:: Kutipan Dokumen ::
“GURU KENCING BERDIRI MURID KENCING BERLARI”
(Masih Urgenkah dengan Kondisi Kekinian ?)
Ungkapan tersebut rasaiang di telinga saat guru Bahasa Indonesia menugaskan menghafal peribahasa di depan kelas tigahpuluan tahun yang lalu, namun apakah ungkapan tersebut masih juga memiliki urgensi dengan kondisi kekinian?. Peribahasa ( dalam bahasa inggris proverb) adalah kelompok kata yang memiliki susunan yang tetap, mengandung pengertian tertentu, perbandingan, perumpamaan, prinsip hidup atau aturan yang maknanya luas. Lebih lanjut Carvantes Novelis, dan penyair Spanyol mendefenisikan peribahasa sebagai kalimat pendek yang disarikan dari pengalaman yang panjang.

:: Petunjuk 1 ::
Hitung ada berapa baris dalam catatan di bawah yang memuat kata "aircraft". Huruf besar dan kecil dibedakan, dan tuliskan angkanya saja.

Catatan penunjukan objek yang disebutkan
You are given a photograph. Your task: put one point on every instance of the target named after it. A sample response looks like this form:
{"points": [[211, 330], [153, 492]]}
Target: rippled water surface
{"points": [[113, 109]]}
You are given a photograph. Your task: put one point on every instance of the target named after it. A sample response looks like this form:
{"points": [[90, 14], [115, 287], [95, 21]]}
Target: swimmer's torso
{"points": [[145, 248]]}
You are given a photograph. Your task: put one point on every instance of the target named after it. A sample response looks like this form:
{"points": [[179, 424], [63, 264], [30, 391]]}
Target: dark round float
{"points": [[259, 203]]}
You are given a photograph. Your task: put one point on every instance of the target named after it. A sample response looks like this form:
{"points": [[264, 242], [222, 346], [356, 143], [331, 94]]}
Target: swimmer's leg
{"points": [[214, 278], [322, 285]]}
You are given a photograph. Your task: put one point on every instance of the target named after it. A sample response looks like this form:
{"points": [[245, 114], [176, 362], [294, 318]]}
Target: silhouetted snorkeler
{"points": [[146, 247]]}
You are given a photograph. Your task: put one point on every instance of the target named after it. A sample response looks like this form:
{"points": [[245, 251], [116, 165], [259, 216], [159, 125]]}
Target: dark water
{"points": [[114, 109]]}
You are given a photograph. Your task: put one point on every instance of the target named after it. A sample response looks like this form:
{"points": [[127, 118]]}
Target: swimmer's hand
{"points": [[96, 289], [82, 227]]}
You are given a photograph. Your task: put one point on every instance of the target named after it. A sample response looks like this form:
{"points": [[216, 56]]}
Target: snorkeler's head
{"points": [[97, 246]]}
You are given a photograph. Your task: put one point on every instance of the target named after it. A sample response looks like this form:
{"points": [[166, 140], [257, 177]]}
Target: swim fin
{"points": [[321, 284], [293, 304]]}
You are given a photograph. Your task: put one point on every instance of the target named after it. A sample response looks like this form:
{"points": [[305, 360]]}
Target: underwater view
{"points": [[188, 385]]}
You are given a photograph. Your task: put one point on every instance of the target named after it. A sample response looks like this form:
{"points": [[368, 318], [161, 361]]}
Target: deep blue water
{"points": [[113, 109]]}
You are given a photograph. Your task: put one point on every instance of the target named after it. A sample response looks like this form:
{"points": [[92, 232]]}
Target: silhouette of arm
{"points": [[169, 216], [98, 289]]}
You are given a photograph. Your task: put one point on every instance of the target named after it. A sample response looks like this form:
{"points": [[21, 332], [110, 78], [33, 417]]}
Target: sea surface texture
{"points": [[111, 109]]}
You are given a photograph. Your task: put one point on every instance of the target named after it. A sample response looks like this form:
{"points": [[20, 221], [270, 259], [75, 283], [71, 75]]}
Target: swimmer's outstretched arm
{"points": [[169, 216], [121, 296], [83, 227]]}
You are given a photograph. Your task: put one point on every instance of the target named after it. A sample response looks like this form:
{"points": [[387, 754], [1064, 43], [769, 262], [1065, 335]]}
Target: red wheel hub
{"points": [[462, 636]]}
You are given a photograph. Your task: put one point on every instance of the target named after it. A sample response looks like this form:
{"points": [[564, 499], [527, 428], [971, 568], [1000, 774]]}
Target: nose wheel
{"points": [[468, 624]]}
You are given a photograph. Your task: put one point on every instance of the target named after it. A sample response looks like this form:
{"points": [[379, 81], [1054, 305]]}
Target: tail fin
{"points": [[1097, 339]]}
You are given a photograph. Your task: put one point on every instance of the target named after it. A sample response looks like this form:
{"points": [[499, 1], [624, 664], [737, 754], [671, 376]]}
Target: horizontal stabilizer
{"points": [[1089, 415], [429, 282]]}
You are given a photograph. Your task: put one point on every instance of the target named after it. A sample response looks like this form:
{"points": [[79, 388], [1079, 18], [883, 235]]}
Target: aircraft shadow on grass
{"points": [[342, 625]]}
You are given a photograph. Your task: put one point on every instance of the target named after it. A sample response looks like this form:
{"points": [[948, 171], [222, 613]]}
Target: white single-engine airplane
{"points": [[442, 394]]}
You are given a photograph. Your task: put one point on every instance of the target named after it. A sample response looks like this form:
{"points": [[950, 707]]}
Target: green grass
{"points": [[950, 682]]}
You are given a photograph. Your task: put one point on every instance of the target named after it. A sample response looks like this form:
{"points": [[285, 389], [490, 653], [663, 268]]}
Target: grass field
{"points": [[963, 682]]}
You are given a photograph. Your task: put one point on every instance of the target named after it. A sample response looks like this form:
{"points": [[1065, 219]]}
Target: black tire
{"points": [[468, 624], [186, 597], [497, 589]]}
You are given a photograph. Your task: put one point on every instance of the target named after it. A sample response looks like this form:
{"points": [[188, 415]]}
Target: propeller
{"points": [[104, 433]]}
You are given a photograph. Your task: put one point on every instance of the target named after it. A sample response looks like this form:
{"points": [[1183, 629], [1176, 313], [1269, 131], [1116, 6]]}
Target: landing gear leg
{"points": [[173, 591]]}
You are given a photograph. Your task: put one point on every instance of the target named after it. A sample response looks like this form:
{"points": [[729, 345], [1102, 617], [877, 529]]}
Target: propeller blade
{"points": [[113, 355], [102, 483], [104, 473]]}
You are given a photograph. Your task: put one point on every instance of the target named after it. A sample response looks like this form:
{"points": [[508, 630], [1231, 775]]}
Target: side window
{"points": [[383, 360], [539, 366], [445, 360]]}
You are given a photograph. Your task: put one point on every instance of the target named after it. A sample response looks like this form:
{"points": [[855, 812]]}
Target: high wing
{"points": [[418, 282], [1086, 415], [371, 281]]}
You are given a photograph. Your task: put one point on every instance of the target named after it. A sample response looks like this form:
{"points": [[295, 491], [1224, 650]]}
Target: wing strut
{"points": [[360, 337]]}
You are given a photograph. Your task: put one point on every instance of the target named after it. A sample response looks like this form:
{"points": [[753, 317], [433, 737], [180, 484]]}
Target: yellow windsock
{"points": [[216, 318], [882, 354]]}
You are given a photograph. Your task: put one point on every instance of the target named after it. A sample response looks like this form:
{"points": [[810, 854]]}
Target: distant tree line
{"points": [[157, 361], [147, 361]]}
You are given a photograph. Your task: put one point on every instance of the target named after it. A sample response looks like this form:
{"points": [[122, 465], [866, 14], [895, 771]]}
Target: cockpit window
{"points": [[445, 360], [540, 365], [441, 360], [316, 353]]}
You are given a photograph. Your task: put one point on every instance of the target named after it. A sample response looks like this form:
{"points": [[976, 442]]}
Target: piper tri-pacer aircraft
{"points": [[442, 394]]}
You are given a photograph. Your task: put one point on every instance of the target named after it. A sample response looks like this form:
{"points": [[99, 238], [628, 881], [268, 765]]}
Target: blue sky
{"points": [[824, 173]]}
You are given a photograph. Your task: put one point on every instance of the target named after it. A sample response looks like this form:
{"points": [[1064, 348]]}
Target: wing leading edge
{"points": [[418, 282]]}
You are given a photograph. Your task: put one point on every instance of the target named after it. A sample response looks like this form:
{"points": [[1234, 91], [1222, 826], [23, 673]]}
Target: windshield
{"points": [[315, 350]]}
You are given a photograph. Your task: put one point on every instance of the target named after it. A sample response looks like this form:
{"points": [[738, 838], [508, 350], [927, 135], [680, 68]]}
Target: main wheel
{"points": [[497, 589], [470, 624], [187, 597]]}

:: Petunjuk 2 ::
Tulis ulang seluruh tulisan tentang peribahasa di atas persis sama, tanpa mengubah satu huruf pun.

:: Hasil 1 ::
2

:: Hasil 2 ::
“GURU KENCING BERDIRI MURID KENCING BERLARI”
(Masih Urgenkah dengan Kondisi Kekinian ?)
Ungkapan tersebut rasaiang di telinga saat guru Bahasa Indonesia menugaskan menghafal peribahasa di depan kelas tigahpuluan tahun yang lalu, namun apakah ungkapan tersebut masih juga memiliki urgensi dengan kondisi kekinian?. Peribahasa ( dalam bahasa inggris proverb) adalah kelompok kata yang memiliki susunan yang tetap, mengandung pengertian tertentu, perbandingan, perumpamaan, prinsip hidup atau aturan yang maknanya luas. Lebih lanjut Carvantes Novelis, dan penyair Spanyol mendefenisikan peribahasa sebagai kalimat pendek yang disarikan dari pengalaman yang panjang.